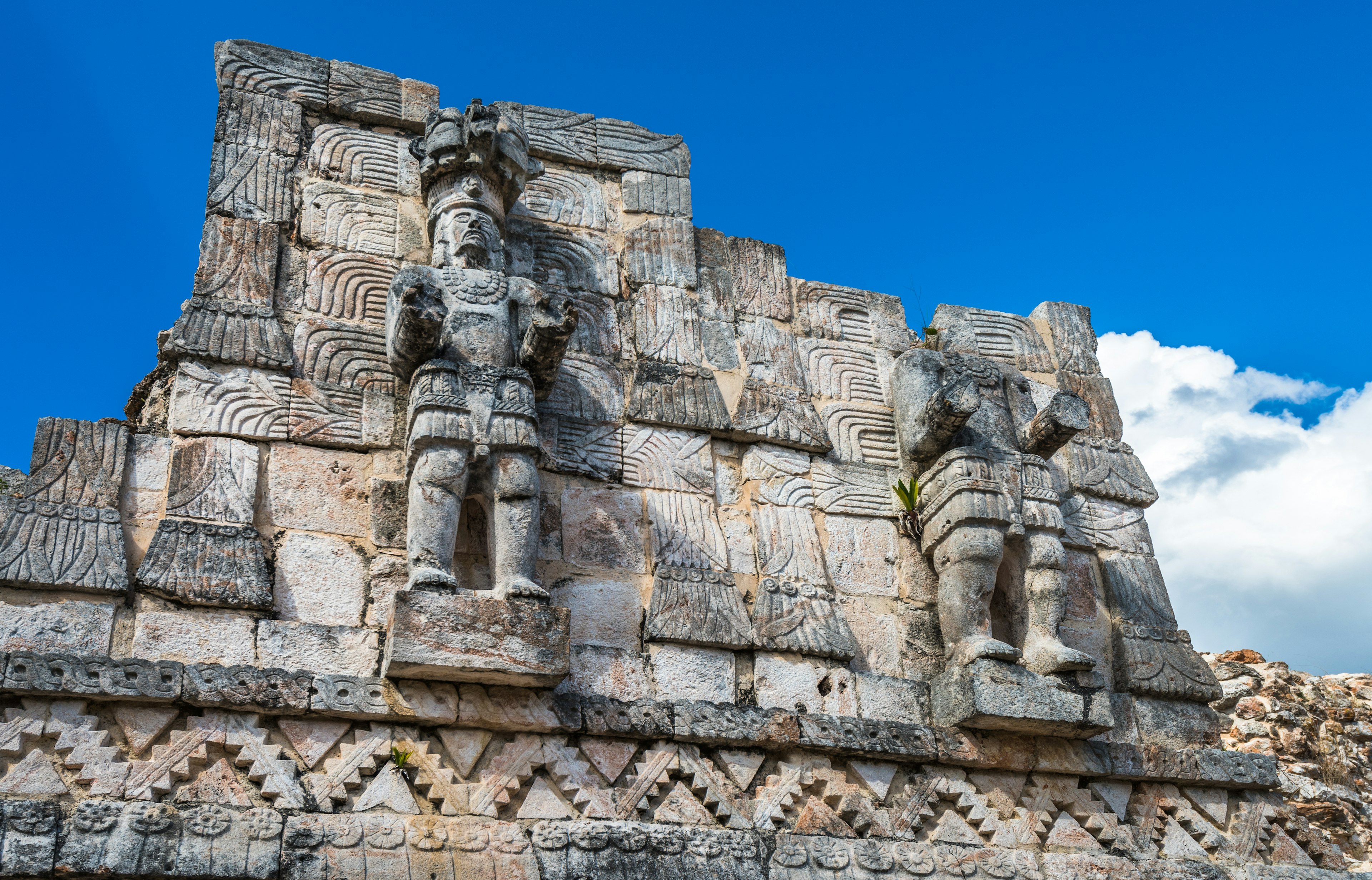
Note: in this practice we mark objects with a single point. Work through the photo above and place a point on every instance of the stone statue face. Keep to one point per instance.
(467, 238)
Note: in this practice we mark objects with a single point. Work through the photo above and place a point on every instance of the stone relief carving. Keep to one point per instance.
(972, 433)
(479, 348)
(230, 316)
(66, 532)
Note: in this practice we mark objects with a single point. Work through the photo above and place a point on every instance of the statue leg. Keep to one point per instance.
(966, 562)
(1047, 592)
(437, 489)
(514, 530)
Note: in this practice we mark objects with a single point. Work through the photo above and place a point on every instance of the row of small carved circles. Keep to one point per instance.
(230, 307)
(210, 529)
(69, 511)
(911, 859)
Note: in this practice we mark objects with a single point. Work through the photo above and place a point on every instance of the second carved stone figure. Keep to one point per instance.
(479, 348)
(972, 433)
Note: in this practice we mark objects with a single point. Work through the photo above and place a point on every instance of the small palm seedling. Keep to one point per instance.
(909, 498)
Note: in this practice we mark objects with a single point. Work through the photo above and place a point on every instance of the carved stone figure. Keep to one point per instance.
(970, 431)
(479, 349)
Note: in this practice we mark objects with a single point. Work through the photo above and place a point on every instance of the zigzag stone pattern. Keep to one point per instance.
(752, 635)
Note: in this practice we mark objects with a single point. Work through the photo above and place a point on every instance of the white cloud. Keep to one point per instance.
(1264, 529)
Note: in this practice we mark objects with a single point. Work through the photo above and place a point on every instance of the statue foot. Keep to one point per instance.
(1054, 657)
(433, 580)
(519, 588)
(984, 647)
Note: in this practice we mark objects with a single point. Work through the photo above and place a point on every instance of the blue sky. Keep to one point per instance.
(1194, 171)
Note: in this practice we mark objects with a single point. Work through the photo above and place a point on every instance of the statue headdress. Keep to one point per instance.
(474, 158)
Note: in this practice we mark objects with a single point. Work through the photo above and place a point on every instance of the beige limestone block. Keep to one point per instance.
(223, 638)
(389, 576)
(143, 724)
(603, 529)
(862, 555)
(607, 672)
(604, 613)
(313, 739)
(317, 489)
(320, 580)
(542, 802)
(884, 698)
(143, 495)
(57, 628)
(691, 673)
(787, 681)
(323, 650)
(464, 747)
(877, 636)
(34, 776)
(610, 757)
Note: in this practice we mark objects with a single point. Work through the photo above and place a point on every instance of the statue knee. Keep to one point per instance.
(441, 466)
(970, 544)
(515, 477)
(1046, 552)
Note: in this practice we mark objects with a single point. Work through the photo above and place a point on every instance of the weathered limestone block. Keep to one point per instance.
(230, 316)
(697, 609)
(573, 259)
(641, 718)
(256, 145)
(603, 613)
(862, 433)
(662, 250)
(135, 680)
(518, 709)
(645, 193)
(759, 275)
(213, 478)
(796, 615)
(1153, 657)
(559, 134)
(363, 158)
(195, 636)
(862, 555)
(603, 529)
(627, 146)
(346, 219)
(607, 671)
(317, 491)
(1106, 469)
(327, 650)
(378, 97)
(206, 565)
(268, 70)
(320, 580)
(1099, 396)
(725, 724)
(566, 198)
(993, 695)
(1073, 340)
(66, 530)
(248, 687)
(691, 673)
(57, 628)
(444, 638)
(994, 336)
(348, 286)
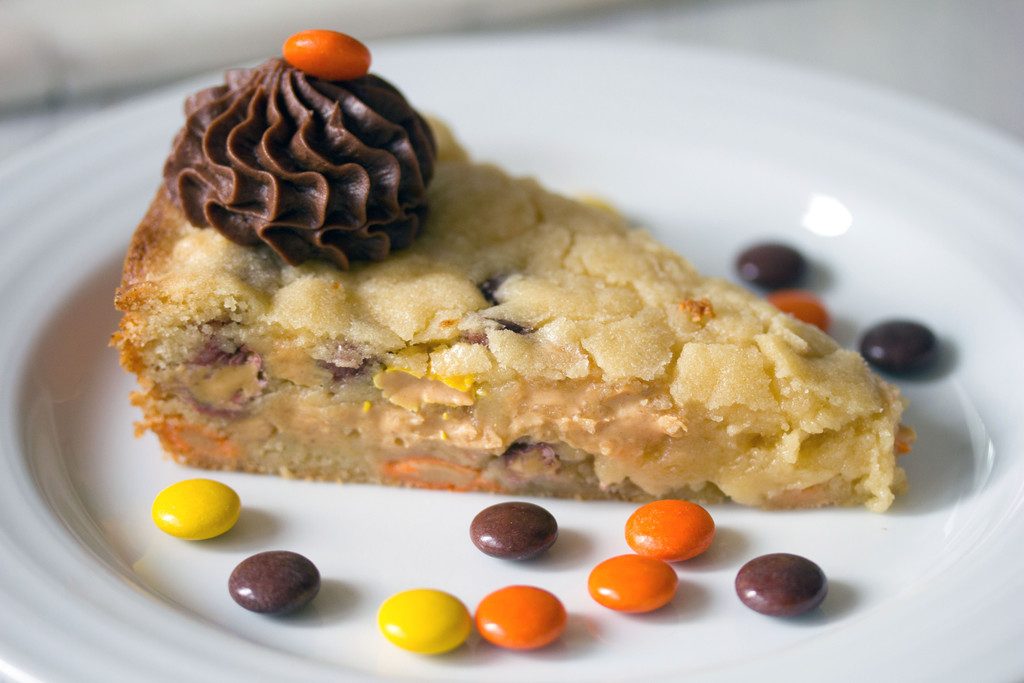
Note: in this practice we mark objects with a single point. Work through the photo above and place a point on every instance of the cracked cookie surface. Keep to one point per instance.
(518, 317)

◆ ◆ ◆ ◆ ◆

* **Exercise objective**
Take the line that contains "of the weathered" and every line after it up to the end of the records above, and restate them exactly, without the pictures.

* **Solution below**
Note: in this practice we mark objects with a single point. Work through the photo above and place a point on every instance of the weathered limestone block. Keep to one point per instance.
(230, 316)
(697, 609)
(573, 259)
(641, 718)
(256, 145)
(603, 613)
(862, 433)
(662, 250)
(135, 680)
(518, 709)
(645, 193)
(759, 275)
(213, 478)
(796, 615)
(1153, 657)
(559, 134)
(363, 158)
(195, 636)
(862, 555)
(603, 529)
(627, 146)
(346, 219)
(607, 671)
(317, 491)
(1106, 469)
(327, 650)
(378, 97)
(206, 565)
(268, 70)
(320, 580)
(1099, 396)
(725, 724)
(566, 198)
(993, 695)
(1073, 340)
(66, 530)
(248, 687)
(691, 673)
(57, 628)
(444, 638)
(994, 336)
(348, 286)
Note: in this practice we mark objects with a single point. Work through the photo above and place a point on every instance of the cracked cookie surface. Keep to one point per instance.
(518, 317)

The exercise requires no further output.